AIM OF THE TASK:
Copy the lines below word for word, leaving out the pictures.

INPUT ROWS:
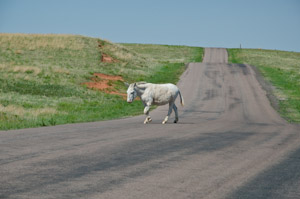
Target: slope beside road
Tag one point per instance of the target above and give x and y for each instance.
(229, 143)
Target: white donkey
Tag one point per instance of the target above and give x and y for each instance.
(157, 94)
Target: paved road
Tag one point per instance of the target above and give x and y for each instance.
(229, 143)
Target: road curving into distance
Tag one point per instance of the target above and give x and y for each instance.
(229, 143)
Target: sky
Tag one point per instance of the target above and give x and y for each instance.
(266, 24)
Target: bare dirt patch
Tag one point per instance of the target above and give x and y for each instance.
(105, 83)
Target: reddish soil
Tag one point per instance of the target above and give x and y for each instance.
(105, 83)
(107, 59)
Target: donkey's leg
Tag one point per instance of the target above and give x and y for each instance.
(146, 112)
(169, 112)
(176, 113)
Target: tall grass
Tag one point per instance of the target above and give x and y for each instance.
(280, 68)
(41, 77)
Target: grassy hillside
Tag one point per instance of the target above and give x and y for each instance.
(282, 69)
(42, 76)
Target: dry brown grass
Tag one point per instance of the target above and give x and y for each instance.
(25, 41)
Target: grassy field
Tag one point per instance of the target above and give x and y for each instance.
(280, 68)
(42, 76)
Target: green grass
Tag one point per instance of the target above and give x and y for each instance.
(282, 69)
(41, 77)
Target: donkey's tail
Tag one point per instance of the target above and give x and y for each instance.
(181, 99)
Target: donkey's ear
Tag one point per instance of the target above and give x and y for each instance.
(126, 84)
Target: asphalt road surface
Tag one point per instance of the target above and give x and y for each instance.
(229, 143)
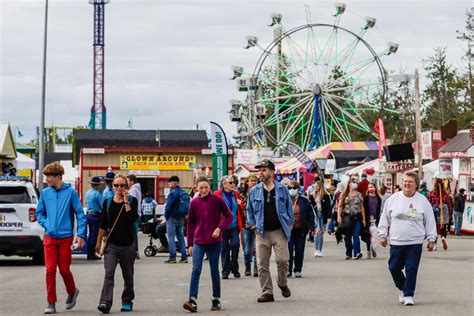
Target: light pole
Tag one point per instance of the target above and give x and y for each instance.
(43, 99)
(407, 78)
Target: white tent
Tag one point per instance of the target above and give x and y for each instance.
(23, 162)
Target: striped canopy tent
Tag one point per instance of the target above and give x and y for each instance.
(293, 165)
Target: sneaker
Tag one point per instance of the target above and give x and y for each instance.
(285, 291)
(190, 305)
(266, 298)
(50, 309)
(104, 308)
(445, 244)
(216, 305)
(72, 300)
(126, 307)
(401, 297)
(409, 301)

RESULT OF THIS TASK:
Target: slope beside road
Tag one point per instance of the target above and give x and y for each instance.
(229, 143)
Target: white donkey
Tag one point per instance of the target above and give x and y for each instance.
(157, 94)
Target: paved road
Tag one point per instance of the target above and give x and y for each instance.
(229, 143)
Target: road curving into distance
Tag one point per instance of the target above and give x and y for each instance.
(229, 143)
Target: sky
Tag one point per instance of the target above and give x and y for each instance.
(266, 24)
Target: bare dirt patch
Tag one point per instance of the target above and give x and y for each instance.
(105, 83)
Target: reddish soil
Tag one point per instance of the target above and give x and y for each instance.
(105, 83)
(107, 59)
Target: donkey's leg
Tag one point per instance of the target above and give x and y for each instance.
(146, 112)
(169, 112)
(176, 113)
Target: tall grass
Tag one point per instance of the target above and give x and y for each instance.
(280, 68)
(41, 77)
Target: grassy hillside
Tag one point per instance of the target above and give x and y for each instance.
(282, 69)
(42, 76)
Target: dry brown grass
Tag one point per instance of the target above and give x and y for each instance.
(25, 41)
Target: grassy field
Tag one point per instance of the target above and give x and y for each instance.
(280, 68)
(42, 76)
Target: green grass
Tag one point per instance of the target above and give x and y for each instance.
(282, 69)
(41, 77)
Target: donkey's tail
Tag one point per instance of the target above and give x and y for each instance.
(181, 99)
Target: donkey's ear
Tag one point per instance of the target above and give x and y for each instance.
(126, 84)
Target: asphalt road surface
Tag one point per instance of the target above and give x and y for each instance.
(229, 143)
Target: light pole
Tag one point per instance of the target above and give x and y for each instance.
(43, 99)
(407, 78)
Target: white tent
Tag one point per instance of the target above and give x and y for each instance.
(23, 162)
Target: striped canopy tent
Tag one point per instance of the target above and give x and y for each instance.
(293, 165)
Target: sneaker
Tag one point per instance of the target above and give x and y for each instance.
(285, 291)
(190, 305)
(266, 298)
(50, 309)
(104, 308)
(445, 244)
(216, 305)
(72, 300)
(126, 307)
(401, 297)
(409, 301)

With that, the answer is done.